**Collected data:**
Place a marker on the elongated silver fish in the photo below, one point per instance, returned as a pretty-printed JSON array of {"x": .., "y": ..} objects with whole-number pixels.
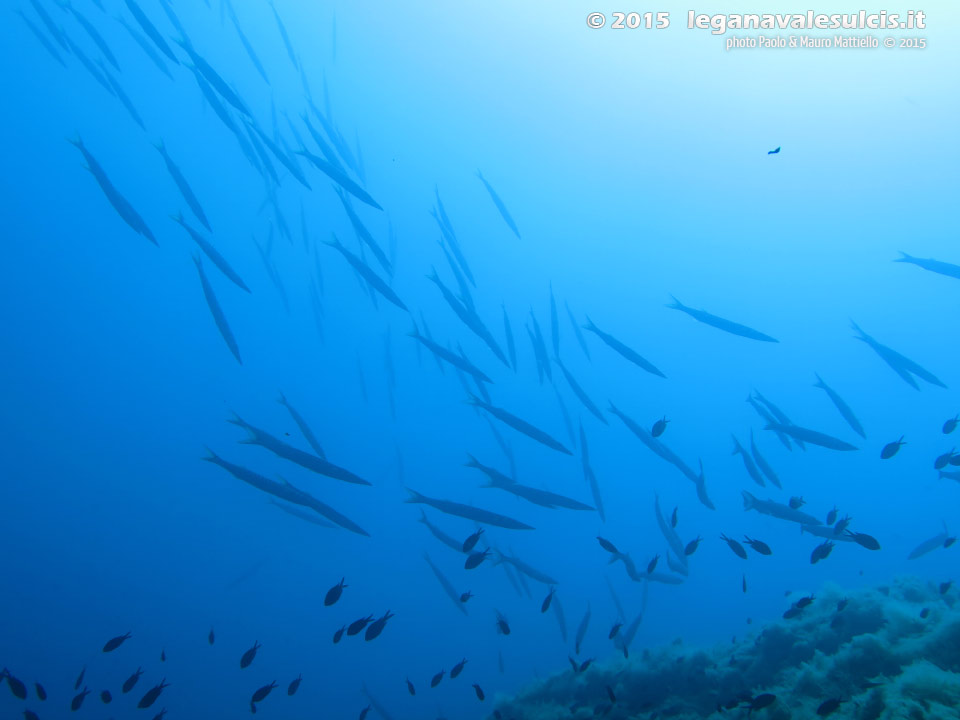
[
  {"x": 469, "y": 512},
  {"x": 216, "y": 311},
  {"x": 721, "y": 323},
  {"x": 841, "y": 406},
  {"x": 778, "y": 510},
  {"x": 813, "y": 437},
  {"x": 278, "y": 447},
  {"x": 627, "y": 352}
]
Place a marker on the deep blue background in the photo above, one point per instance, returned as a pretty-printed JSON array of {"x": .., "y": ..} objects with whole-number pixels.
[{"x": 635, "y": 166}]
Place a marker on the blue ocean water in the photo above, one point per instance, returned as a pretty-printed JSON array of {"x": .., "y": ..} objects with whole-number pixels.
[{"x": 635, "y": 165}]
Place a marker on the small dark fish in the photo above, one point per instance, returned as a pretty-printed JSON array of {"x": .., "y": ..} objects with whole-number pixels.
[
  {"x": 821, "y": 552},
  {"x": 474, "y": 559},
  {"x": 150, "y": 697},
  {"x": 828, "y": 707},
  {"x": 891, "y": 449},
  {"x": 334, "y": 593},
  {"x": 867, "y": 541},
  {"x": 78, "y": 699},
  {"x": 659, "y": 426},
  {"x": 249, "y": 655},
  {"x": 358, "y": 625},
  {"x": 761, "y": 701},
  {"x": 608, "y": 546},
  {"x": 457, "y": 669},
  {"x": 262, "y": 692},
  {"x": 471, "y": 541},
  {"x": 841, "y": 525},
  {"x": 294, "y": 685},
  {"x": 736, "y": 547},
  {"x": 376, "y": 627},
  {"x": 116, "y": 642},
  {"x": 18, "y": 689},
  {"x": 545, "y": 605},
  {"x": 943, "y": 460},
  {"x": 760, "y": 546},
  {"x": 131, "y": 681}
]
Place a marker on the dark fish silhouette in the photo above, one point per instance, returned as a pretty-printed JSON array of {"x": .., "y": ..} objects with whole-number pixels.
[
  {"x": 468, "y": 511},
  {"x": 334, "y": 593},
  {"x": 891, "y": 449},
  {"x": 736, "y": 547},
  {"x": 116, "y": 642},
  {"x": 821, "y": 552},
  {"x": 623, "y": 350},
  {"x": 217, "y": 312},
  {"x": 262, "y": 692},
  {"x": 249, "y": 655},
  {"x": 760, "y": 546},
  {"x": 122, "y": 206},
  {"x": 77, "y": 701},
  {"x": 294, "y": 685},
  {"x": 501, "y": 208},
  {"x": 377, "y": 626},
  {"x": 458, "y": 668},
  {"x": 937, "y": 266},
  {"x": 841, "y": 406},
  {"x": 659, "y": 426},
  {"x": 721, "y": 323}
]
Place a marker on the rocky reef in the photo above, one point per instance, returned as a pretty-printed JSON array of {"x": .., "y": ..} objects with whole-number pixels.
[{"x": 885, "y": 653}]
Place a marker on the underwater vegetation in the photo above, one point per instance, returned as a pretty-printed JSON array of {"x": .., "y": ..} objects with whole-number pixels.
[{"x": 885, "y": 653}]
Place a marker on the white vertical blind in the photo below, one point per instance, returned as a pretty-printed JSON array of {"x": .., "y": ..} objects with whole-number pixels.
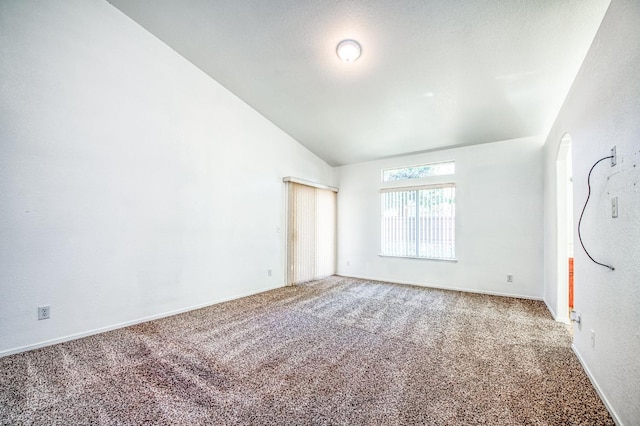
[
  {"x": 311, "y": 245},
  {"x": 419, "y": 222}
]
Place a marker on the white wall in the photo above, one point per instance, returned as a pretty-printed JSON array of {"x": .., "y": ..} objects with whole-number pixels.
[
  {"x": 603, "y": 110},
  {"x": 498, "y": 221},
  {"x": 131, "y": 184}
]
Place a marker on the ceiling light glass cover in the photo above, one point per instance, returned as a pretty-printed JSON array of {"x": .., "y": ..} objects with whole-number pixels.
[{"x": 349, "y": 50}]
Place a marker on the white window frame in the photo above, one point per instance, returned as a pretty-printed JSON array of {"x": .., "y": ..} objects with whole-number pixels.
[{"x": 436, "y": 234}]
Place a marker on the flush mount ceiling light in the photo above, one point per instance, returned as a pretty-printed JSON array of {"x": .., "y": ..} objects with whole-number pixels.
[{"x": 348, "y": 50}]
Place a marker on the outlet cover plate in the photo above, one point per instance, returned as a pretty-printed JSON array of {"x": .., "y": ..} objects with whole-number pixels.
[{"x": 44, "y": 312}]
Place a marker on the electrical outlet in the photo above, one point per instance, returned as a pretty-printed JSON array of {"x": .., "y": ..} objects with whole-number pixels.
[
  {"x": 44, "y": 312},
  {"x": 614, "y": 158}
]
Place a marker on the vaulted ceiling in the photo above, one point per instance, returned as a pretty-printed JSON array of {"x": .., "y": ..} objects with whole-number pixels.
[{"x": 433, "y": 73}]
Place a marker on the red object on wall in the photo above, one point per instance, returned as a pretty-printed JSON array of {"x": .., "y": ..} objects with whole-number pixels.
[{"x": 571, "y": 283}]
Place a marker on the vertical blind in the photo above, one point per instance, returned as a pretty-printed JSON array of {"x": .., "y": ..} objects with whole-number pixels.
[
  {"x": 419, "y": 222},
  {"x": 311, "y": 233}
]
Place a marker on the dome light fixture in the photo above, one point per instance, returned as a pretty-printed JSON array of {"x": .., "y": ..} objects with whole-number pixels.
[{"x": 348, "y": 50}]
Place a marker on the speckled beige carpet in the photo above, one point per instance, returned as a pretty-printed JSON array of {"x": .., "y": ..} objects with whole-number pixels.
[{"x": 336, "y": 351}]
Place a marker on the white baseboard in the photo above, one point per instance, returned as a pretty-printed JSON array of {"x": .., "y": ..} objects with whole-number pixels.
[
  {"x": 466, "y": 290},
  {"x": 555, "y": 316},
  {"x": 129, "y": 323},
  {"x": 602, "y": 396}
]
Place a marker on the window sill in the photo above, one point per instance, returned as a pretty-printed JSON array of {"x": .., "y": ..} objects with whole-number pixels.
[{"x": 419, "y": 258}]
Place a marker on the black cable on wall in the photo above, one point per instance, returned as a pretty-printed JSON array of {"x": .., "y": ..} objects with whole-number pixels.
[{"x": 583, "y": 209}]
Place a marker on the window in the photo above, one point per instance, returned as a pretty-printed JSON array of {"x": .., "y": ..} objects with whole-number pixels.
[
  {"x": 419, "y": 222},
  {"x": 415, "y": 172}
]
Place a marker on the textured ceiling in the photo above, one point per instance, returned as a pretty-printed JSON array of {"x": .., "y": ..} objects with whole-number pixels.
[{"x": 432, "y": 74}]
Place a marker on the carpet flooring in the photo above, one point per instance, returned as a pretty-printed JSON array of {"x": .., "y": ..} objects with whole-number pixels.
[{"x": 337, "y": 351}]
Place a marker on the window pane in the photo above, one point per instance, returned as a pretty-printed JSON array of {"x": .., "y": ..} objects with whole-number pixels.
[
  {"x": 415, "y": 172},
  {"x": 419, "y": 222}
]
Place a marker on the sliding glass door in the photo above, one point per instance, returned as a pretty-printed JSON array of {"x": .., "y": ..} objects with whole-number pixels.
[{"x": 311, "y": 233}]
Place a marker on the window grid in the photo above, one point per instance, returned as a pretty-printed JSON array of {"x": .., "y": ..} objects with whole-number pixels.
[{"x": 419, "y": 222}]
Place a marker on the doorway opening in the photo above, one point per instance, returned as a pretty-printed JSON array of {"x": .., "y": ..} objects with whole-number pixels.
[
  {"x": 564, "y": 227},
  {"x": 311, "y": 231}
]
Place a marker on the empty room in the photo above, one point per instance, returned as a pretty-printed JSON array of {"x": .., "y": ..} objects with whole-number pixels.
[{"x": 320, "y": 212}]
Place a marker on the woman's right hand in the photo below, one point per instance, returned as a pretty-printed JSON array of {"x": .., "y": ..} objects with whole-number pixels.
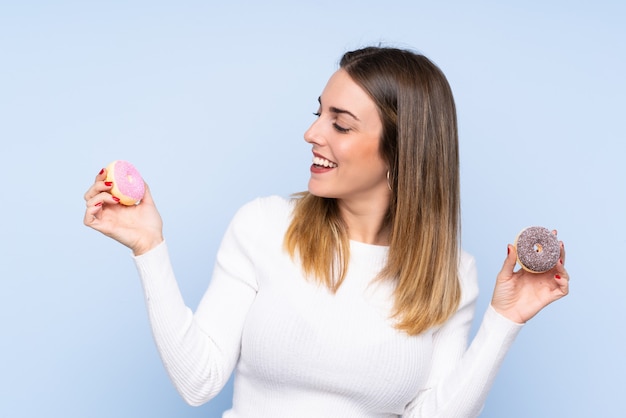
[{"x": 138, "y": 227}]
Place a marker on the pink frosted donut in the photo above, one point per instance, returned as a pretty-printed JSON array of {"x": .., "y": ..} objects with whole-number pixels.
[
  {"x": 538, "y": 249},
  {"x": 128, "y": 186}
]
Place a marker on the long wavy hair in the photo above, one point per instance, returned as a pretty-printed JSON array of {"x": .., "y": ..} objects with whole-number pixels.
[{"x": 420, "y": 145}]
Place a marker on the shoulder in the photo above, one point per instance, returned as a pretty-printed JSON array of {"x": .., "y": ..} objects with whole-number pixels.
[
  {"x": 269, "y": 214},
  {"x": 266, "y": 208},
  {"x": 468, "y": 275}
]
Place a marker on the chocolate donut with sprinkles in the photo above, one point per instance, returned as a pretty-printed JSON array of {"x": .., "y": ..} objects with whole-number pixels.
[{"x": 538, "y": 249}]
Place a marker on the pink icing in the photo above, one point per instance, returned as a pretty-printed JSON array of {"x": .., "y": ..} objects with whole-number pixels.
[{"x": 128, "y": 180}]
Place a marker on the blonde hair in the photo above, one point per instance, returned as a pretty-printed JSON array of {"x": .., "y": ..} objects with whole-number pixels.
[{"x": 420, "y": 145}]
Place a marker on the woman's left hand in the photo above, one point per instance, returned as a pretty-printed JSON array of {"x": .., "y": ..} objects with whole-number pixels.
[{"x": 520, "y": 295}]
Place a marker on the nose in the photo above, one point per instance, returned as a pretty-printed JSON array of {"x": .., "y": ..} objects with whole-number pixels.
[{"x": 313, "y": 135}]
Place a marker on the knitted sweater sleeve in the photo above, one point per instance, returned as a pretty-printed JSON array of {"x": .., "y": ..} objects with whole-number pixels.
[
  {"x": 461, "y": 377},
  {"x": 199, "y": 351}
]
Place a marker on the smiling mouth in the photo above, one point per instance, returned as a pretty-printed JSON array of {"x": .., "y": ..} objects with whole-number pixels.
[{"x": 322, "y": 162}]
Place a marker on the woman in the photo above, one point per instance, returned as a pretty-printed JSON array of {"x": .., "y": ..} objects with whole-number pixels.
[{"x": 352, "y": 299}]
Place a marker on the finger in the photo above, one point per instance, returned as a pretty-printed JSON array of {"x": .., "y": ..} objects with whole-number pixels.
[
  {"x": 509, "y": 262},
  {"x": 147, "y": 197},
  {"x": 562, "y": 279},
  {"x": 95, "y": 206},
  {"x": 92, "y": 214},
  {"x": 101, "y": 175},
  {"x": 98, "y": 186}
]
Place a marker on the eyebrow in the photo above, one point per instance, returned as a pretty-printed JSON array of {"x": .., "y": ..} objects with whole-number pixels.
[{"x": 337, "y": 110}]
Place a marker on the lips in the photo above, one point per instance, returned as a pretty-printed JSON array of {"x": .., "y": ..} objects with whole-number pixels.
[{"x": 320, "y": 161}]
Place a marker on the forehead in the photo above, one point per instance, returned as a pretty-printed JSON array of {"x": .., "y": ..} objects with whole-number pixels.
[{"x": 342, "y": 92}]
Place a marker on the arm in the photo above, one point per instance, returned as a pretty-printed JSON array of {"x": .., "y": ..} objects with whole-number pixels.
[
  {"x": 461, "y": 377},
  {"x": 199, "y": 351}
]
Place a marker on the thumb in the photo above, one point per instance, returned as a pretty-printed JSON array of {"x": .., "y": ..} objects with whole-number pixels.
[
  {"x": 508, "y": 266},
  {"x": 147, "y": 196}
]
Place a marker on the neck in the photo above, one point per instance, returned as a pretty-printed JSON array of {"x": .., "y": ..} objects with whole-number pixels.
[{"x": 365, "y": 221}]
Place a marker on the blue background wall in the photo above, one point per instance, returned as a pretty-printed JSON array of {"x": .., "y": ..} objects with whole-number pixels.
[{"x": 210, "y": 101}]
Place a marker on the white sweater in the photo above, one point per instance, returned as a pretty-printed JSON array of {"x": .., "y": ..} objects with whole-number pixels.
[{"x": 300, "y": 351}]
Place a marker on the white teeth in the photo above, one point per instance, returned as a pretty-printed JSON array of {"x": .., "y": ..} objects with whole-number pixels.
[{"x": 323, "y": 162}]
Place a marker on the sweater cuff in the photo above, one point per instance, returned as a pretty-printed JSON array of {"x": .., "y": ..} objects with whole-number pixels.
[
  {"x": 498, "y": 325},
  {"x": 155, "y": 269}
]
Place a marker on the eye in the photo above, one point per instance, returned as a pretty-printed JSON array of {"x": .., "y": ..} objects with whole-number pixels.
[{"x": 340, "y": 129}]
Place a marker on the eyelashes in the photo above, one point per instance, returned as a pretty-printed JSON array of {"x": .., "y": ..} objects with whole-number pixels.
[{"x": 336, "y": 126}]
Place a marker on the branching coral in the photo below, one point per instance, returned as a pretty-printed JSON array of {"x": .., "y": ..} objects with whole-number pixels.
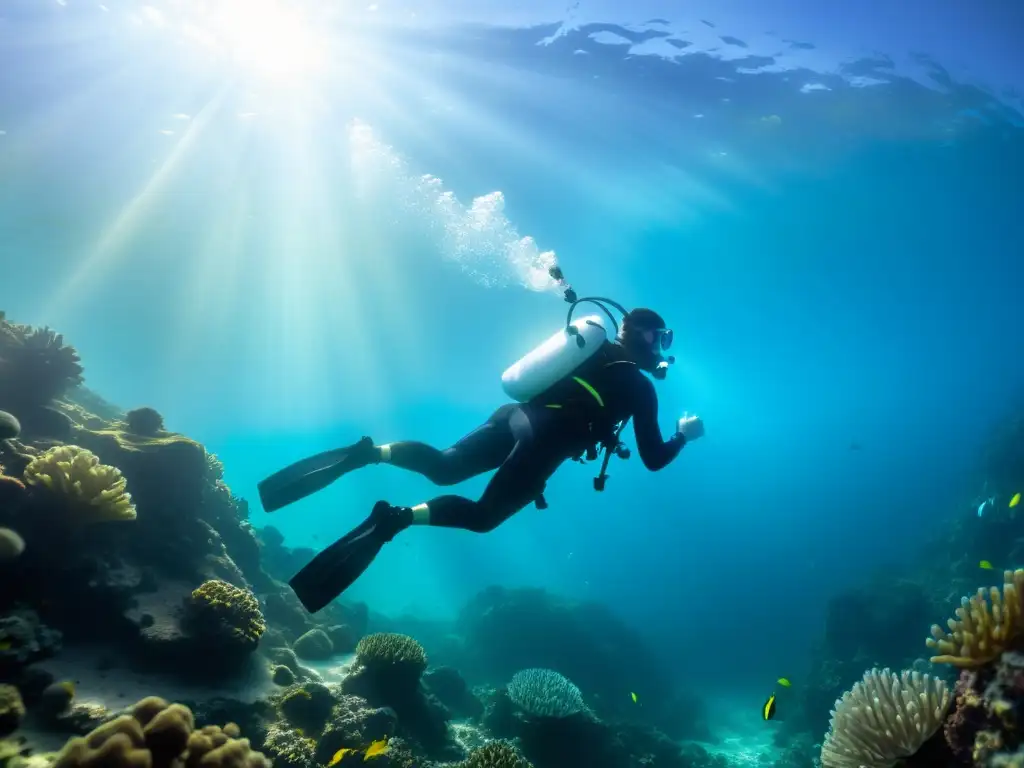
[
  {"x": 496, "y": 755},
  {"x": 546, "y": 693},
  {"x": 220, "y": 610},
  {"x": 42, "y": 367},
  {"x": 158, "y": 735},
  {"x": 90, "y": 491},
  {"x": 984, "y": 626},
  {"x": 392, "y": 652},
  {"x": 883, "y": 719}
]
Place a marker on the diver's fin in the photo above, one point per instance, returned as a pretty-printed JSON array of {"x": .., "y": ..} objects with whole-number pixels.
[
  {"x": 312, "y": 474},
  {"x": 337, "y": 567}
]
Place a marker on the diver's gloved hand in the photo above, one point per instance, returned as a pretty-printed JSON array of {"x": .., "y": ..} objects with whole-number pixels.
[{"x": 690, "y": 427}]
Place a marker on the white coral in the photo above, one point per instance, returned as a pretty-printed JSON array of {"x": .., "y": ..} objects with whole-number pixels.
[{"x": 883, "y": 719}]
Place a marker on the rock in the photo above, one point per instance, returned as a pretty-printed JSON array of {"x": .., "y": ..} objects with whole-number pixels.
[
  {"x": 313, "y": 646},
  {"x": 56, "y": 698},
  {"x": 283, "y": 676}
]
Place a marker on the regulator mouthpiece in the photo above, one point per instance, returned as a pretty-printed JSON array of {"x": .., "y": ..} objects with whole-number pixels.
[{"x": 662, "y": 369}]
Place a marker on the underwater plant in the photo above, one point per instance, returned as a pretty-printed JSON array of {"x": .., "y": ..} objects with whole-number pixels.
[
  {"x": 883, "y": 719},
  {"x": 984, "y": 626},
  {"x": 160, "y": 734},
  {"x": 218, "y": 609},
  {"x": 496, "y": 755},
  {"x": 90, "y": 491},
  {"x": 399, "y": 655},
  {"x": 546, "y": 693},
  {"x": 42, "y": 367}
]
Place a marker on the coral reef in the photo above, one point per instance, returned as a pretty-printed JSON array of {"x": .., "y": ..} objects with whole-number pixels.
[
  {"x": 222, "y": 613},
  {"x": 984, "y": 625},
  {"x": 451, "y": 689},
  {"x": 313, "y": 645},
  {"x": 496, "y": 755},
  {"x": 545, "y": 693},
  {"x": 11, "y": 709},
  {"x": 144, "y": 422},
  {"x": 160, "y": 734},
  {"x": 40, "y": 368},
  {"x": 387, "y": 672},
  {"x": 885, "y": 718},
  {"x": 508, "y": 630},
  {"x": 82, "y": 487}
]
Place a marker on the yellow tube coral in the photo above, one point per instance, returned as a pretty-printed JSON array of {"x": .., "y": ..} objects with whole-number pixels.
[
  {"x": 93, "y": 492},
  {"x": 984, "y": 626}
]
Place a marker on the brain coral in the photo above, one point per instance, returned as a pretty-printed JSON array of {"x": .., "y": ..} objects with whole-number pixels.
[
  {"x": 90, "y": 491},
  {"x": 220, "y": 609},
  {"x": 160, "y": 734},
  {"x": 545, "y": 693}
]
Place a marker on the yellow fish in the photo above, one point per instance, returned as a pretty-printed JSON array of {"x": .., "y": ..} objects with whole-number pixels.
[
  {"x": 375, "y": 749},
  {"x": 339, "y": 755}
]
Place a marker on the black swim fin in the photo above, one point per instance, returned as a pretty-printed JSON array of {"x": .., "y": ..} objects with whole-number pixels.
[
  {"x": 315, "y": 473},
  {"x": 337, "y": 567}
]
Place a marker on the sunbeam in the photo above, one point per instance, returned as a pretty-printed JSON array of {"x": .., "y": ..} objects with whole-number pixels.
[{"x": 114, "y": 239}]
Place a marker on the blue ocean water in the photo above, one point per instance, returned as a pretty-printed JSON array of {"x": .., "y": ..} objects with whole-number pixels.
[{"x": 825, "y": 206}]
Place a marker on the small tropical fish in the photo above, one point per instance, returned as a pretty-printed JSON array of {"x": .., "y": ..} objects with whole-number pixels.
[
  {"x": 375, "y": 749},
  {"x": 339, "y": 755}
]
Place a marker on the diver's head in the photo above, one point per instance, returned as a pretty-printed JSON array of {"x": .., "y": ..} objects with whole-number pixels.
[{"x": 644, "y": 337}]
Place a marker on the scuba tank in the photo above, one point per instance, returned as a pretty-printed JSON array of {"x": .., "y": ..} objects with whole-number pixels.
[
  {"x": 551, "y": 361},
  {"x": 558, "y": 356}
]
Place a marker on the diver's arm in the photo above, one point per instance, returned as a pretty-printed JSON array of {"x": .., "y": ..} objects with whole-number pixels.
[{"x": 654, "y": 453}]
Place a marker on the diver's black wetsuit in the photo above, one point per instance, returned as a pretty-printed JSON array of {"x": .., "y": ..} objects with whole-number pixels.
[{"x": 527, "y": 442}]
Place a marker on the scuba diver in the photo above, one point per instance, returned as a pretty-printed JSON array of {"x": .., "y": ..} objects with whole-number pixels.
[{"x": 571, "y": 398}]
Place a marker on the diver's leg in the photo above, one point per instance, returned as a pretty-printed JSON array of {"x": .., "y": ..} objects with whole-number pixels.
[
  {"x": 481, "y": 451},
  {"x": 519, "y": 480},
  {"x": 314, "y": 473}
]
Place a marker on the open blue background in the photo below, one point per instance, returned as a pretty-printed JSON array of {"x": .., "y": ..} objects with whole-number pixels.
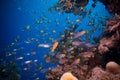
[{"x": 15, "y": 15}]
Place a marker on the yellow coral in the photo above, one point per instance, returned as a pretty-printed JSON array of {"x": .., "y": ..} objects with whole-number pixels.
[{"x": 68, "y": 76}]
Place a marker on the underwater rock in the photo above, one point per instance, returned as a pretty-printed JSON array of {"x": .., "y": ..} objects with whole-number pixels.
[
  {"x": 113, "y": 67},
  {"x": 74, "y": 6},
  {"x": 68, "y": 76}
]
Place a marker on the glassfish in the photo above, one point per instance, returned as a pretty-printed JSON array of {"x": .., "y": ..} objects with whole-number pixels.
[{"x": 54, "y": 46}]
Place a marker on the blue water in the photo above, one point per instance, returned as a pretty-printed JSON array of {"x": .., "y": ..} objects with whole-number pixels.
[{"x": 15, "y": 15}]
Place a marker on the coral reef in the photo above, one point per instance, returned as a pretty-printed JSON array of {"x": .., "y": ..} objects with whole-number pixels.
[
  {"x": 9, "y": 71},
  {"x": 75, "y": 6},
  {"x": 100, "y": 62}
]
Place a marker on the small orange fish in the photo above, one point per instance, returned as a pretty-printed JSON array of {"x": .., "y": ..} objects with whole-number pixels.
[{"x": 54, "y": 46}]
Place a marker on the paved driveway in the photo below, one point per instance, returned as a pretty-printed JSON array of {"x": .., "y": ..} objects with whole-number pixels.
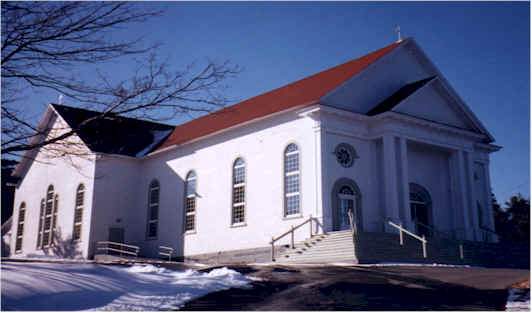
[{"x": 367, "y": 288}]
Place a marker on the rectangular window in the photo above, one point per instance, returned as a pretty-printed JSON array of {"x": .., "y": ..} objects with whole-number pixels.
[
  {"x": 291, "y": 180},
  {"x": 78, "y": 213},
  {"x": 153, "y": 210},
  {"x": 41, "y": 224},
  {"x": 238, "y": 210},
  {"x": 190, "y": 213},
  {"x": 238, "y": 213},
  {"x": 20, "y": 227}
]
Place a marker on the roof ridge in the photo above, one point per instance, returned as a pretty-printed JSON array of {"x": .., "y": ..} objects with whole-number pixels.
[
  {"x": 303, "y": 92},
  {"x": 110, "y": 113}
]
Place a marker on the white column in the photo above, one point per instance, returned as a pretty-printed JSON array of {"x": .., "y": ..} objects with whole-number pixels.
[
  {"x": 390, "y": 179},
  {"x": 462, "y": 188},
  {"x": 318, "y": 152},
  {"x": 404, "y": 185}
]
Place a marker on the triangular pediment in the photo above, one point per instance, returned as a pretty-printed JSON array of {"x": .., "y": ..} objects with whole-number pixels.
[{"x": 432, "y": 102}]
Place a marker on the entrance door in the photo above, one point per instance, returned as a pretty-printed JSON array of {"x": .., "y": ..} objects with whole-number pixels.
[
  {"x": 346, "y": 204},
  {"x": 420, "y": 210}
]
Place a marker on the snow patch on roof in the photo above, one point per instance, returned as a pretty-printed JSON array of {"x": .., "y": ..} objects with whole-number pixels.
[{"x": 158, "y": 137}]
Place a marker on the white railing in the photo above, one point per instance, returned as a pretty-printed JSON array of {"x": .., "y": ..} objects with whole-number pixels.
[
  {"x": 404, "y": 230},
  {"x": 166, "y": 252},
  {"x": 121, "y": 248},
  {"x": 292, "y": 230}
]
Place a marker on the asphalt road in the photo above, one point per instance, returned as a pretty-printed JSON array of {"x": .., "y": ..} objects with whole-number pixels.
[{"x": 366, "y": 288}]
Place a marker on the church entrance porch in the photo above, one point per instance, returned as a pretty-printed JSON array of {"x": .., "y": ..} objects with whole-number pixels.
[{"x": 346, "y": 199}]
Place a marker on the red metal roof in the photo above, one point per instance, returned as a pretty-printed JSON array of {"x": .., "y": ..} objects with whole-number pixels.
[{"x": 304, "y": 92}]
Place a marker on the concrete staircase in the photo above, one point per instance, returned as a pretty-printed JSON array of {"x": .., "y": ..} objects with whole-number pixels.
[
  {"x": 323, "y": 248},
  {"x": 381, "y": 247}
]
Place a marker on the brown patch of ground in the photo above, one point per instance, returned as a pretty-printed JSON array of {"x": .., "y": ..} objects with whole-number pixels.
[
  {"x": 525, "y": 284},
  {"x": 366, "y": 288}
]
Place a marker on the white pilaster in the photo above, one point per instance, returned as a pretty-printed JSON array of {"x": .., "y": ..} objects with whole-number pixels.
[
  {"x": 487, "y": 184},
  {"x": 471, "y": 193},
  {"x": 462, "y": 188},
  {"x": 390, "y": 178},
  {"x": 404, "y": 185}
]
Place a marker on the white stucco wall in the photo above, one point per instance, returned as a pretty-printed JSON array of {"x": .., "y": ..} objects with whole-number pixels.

**REQUIRED TASK:** Retype exactly the lines from the one containing "Place a marker on the concrete" through the last line of the records above, including both.

**TASK SOLUTION:**
Place a marker on the concrete staircase in the photo above, one point per instance, returned as a pretty-printed JSON array of {"x": .., "y": ..} objects with whole-number pixels.
[
  {"x": 323, "y": 248},
  {"x": 381, "y": 247}
]
Place a marker on the brown patch of ground in the photo above, one point per instance, returned as a pretty-printed JSON array of {"x": .., "y": ..} objects with whole-number pixels.
[
  {"x": 525, "y": 284},
  {"x": 366, "y": 288}
]
Place a marker on the white pilaster in the photo above, one point per instance, returned as a pretty-printed JSON array of {"x": .., "y": ..} objects with whole-number pixels.
[
  {"x": 487, "y": 184},
  {"x": 471, "y": 193},
  {"x": 462, "y": 188},
  {"x": 390, "y": 178},
  {"x": 404, "y": 185}
]
Place a marker on the white stucco wall in the photo above, one point per instance, returned as a pretty-printed JSON array of {"x": .., "y": ..} objects with whole-number pixels.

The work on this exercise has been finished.